■ RECORDS PROVIDED ■
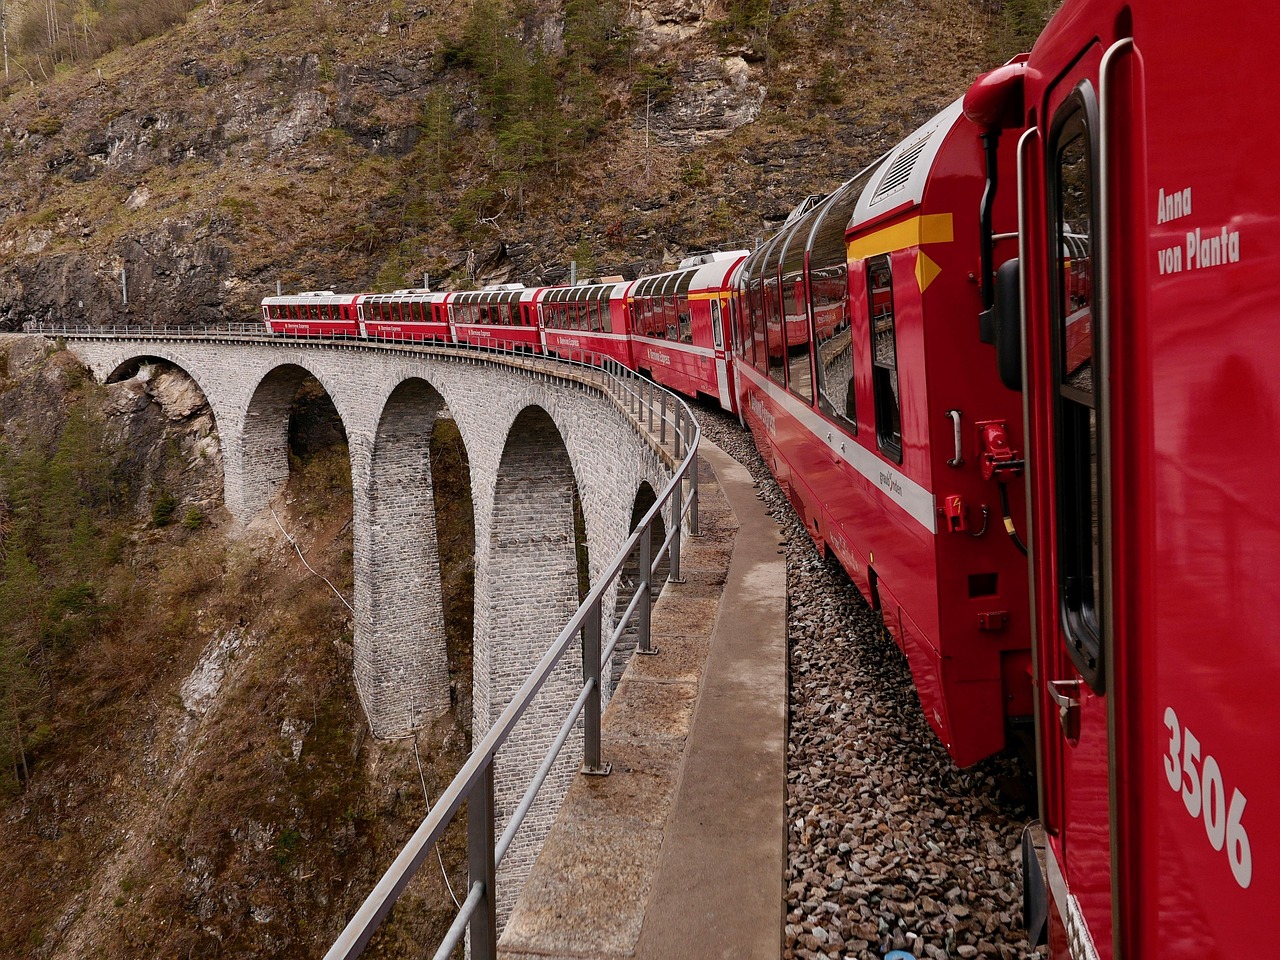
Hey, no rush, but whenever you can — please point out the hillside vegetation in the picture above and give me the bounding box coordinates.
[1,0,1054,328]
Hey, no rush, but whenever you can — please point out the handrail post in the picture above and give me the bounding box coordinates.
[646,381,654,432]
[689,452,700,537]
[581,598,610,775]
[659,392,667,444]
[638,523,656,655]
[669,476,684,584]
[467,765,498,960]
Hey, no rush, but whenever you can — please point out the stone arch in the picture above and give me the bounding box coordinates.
==
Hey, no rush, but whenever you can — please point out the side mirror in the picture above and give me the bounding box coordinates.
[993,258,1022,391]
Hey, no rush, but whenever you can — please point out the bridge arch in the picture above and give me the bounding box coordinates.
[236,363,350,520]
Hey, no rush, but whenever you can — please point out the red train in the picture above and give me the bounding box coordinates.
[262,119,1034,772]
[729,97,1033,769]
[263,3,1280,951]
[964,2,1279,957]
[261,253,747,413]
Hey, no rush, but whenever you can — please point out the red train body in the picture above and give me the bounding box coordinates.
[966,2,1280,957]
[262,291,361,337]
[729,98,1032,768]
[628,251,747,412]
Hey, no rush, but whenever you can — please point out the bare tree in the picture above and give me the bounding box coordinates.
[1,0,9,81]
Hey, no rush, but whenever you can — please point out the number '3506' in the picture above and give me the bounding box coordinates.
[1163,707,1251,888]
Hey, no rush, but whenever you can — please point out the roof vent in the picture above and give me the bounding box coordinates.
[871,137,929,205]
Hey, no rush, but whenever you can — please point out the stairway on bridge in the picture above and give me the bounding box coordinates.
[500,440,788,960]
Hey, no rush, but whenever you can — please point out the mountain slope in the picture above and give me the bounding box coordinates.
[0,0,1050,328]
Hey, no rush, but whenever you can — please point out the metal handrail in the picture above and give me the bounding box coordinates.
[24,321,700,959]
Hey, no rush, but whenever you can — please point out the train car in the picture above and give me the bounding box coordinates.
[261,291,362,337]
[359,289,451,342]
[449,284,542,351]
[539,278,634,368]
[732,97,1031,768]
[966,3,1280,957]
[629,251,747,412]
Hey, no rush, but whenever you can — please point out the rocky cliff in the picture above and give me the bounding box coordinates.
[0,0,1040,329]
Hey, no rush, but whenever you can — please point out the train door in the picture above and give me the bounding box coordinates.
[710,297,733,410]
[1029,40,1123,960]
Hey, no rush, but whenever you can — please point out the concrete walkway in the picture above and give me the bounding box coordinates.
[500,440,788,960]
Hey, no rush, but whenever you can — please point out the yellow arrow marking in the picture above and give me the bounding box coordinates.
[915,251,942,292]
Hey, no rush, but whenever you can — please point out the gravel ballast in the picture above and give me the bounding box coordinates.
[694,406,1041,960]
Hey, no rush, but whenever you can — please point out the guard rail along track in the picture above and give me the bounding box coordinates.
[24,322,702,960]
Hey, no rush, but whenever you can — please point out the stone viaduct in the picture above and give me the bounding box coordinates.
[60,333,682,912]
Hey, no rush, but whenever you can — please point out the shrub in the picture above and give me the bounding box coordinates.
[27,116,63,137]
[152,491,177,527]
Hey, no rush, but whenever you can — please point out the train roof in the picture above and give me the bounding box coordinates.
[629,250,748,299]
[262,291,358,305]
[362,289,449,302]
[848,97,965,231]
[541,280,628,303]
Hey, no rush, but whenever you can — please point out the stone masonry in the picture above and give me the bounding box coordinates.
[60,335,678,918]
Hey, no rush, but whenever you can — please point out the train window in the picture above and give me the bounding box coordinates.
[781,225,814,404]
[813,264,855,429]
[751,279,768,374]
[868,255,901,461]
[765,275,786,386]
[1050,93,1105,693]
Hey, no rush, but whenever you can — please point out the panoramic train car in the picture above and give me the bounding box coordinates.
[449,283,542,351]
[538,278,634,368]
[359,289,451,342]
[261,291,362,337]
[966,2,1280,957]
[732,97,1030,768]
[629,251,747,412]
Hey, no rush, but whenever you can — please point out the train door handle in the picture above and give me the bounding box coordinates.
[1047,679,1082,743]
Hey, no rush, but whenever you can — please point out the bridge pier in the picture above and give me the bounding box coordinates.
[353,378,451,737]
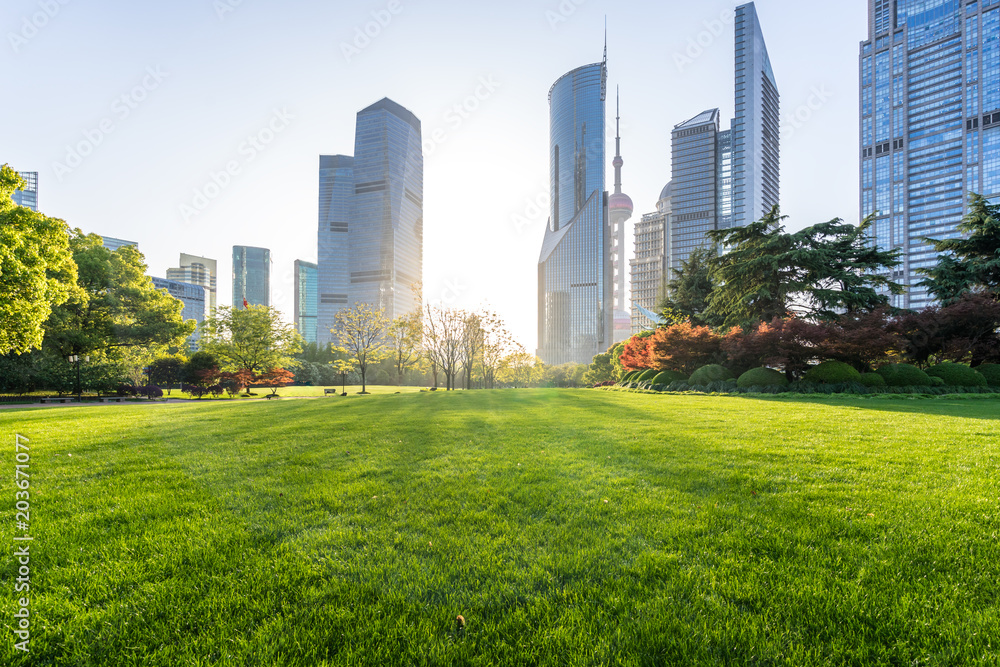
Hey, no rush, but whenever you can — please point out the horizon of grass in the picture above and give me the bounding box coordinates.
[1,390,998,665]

■ TASK STATEMENT ■
Out of the data above, set down the lines from the one with "out the handrail" to the one with "the stone arch", both included, exactly as written and with no additions.

■ ANSWER ■
Hey, no rush, but whenever you can — please point out the handrail post in the picture above and give me the bounding box coordinates.
[646,381,654,432]
[689,452,700,537]
[581,598,610,775]
[659,392,667,444]
[638,523,656,655]
[669,476,684,584]
[467,765,498,960]
Hey, no rush, but whenever you can — please point out the stone arch in the picture above and give me the bounding box coordinates.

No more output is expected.